*RECORDED DATA:*
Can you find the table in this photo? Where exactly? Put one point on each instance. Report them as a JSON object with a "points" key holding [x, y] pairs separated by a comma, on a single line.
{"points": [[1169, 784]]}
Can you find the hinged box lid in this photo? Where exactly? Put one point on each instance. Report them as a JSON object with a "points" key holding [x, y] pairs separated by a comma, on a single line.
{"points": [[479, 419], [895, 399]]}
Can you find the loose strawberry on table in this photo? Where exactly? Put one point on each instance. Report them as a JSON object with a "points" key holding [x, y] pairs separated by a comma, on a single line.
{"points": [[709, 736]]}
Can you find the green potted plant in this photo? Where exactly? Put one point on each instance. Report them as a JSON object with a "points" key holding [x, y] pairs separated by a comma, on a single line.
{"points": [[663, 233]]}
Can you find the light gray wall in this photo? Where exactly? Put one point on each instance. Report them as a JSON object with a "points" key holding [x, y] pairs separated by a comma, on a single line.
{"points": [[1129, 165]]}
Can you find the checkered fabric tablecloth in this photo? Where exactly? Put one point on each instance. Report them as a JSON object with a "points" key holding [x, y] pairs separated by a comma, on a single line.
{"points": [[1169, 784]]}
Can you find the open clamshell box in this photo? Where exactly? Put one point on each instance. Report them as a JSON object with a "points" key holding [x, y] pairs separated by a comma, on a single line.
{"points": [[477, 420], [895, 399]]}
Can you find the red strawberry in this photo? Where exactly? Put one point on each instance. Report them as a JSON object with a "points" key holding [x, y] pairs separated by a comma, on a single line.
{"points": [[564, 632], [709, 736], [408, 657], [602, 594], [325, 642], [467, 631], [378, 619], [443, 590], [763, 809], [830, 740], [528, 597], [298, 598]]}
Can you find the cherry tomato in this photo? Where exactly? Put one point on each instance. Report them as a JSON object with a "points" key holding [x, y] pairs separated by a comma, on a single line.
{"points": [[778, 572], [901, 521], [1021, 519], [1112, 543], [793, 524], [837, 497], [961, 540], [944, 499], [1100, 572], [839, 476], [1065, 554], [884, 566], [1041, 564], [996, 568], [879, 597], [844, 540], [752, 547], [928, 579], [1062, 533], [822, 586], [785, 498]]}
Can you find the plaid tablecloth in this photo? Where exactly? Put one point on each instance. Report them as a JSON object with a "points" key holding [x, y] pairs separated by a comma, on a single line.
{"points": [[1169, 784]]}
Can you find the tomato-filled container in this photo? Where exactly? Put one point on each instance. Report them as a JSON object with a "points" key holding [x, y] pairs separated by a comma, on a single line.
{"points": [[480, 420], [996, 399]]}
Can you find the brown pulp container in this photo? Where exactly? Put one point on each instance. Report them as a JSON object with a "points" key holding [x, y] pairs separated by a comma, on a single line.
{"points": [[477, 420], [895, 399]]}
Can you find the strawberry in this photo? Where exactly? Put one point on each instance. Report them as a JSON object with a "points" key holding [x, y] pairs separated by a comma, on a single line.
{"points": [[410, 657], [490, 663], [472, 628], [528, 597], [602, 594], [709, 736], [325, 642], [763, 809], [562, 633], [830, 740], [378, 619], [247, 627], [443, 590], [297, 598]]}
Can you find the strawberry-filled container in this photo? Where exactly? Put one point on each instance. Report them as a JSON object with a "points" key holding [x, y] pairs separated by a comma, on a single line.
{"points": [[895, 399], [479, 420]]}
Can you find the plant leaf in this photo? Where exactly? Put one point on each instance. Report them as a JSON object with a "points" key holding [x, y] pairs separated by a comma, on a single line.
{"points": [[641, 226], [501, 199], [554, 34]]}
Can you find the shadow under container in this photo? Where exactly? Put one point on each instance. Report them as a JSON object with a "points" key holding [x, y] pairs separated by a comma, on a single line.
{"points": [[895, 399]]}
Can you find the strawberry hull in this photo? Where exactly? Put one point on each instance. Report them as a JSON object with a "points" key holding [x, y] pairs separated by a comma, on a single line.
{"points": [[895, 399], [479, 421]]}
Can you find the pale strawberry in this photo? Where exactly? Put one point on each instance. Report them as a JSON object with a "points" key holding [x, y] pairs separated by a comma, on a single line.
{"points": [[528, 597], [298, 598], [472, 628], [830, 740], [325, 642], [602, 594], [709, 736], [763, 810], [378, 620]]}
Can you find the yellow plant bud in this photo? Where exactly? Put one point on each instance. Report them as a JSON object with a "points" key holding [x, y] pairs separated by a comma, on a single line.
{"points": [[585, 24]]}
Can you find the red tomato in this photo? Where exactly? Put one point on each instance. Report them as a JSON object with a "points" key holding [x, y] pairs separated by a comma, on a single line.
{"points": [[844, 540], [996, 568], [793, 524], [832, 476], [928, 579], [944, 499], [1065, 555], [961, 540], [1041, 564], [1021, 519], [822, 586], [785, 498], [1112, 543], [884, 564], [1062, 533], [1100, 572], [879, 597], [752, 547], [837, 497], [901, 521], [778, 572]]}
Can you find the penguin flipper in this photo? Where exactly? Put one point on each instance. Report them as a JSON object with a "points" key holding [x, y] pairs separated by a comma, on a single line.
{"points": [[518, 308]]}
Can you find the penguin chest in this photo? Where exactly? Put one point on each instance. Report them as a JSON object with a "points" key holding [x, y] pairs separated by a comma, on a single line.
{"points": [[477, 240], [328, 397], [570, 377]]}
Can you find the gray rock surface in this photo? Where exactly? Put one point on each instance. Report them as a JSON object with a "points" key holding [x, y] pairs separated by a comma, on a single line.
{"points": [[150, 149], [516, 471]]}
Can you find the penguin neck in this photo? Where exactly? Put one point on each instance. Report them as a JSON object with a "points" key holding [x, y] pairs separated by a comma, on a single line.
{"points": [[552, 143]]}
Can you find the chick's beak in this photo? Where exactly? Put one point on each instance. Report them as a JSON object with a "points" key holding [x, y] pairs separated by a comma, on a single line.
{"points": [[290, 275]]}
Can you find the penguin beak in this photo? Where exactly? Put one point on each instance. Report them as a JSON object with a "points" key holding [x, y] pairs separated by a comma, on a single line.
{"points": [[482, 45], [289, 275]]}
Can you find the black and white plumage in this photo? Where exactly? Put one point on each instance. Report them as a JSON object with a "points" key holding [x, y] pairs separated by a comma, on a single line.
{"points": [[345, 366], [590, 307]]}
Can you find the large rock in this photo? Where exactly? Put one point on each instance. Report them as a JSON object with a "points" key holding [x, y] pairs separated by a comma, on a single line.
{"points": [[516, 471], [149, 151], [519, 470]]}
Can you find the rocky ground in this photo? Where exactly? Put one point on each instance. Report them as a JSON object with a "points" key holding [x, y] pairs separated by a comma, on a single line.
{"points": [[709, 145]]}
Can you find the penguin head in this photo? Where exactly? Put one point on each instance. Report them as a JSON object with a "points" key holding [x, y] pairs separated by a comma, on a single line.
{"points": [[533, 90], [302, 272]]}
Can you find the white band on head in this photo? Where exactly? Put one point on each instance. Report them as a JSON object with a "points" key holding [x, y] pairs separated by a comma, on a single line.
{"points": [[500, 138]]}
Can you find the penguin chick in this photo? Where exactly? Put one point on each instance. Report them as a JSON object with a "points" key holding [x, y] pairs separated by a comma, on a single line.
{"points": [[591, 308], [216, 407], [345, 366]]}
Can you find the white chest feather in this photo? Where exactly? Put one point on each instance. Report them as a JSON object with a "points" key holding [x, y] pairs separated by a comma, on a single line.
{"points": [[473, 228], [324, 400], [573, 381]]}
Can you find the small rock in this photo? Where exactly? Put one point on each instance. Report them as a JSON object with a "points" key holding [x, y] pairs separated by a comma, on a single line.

*AIM OF THE EXERCISE:* Return the lines above, from the one containing "Can you find the rocky" to the end, exactly as they stand.

*RESULT:*
Can you find the rocky ground in this photo? Where exactly? Put one point on each instance. Report them as a JSON object with a "points" key holding [x, y] pairs separated by a comma, on a single line.
{"points": [[709, 145]]}
Can you find the penguin head in this photo? Where exactly? Put one point on each instance. Report them as a JSON object with a "points" key holding [x, y] pairs separated by a comma, on a single line.
{"points": [[533, 90], [302, 272]]}
Can you find the white band on head in this photo? Where exactly? Put one point on each instance. Report them as a JSON object with a "points" key holding [x, y] pairs separated by a comma, on a single line.
{"points": [[500, 138]]}
Can you find the penguin chick in this photo? Where exactly? Put one point on each instance. Report them as a JSON object with a "points" key holding [x, y] pairs separated by a comma, on a single line.
{"points": [[591, 308], [216, 407], [345, 366]]}
Can you find the white chest feather in this photo? Where exactly? Put one point on each instance. Report them as a JSON object with a "points" key holding [x, y] pairs separated by a comma, on a single line.
{"points": [[473, 228], [324, 400], [573, 381]]}
Can you find the small rock in this photo? Where exactly? Put one point on each instance. Report them as a JSON object with a "points" key holding [x, y] pairs separated by a comma, on a single line.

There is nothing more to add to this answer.